-- SOURCE --
|---|

9th Queen's Advocate of Ceylon
- In office 10 December 1838 – 1840
- Governor: James Alexander Stewart-Mackenzie
- Preceded by: William Ogle Carr
- Succeeded by: Arthur William Buller

= John Stark (judge) =

Scottish lawyer and judge

John Stark (otherwise described as James Stark by Burke and others) (born 5 May 1798) was a Scottish lawyer who became the ninth Queen's Advocate of Ceylon.

==Life==

Born in Kirkcudbright, he passed the Scottish bar examination in 1824 and served as a lawyer in Edinburgh, becoming the Ruling Elder of the city's Council and First Bailie of the city. On 10 December 1838, he was appointed Queen's Advocate of Ceylon to succeed William Ogle Carr, a position by which he was also a member of the island's executive and legislative councils. He held the office until 1840, when he was raised to join Carr as a puisne judge of the Supreme Court under Chief Justice Oliphant, being succeeded as Advocate by Arthur William Buller.

|---|

-- DATA SEGMENT --
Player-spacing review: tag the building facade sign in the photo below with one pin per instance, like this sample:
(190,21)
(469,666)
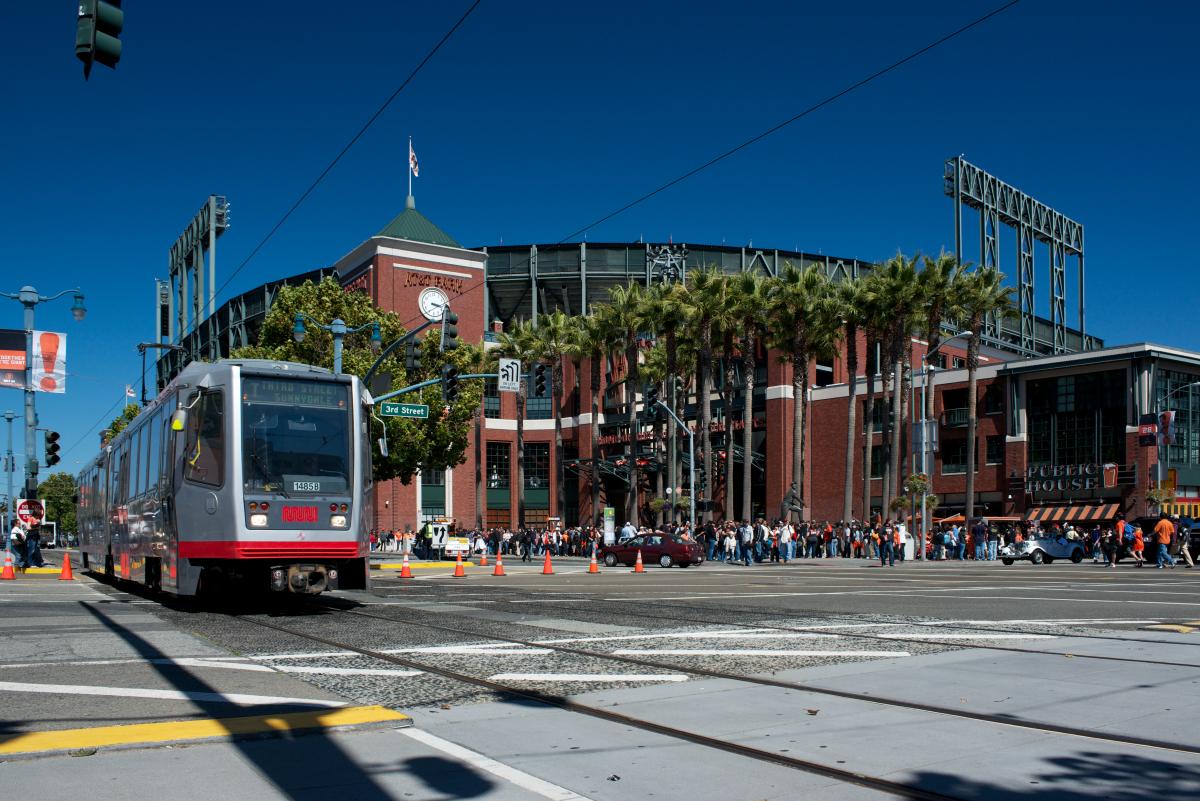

|---|

-- WRITTEN TASKS --
- A) Answer these from the John Stark biography:
(i) In what town was Stark born?
(ii) Who was governor while Stark held the office of Queen's Advocate?
(iii) In what year did Stark pass the Scottish bar examination?
- B) Output a stretch of the John Stark biography word for word. Begin at the words "Scottish lawyer and" and stop after "Arthur William Buller.".
Draw only on the John Stark biography, not on the data.

-- ANSWERS TO THE EXERCISE --
- A)
(i) Kirkcudbright
(ii) James Alexander Stewart-Mackenzie
(iii) 1824

- B)
Scottish lawyer and judge

John Stark (otherwise described as James Stark by Burke and others) (born 5 May 1798) was a Scottish lawyer who became the ninth Queen's Advocate of Ceylon.

==Life==

Born in Kirkcudbright, he passed the Scottish bar examination in 1824 and served as a lawyer in Edinburgh, becoming the Ruling Elder of the city's Council and First Bailie of the city. On 10 December 1838, he was appointed Queen's Advocate of Ceylon to succeed William Ogle Carr, a position by which he was also a member of the island's executive and legislative councils. He held the office until 1840, when he was raised to join Carr as a puisne judge of the Supreme Court under Chief Justice Oliphant, being succeeded as Advocate by Arthur William Buller.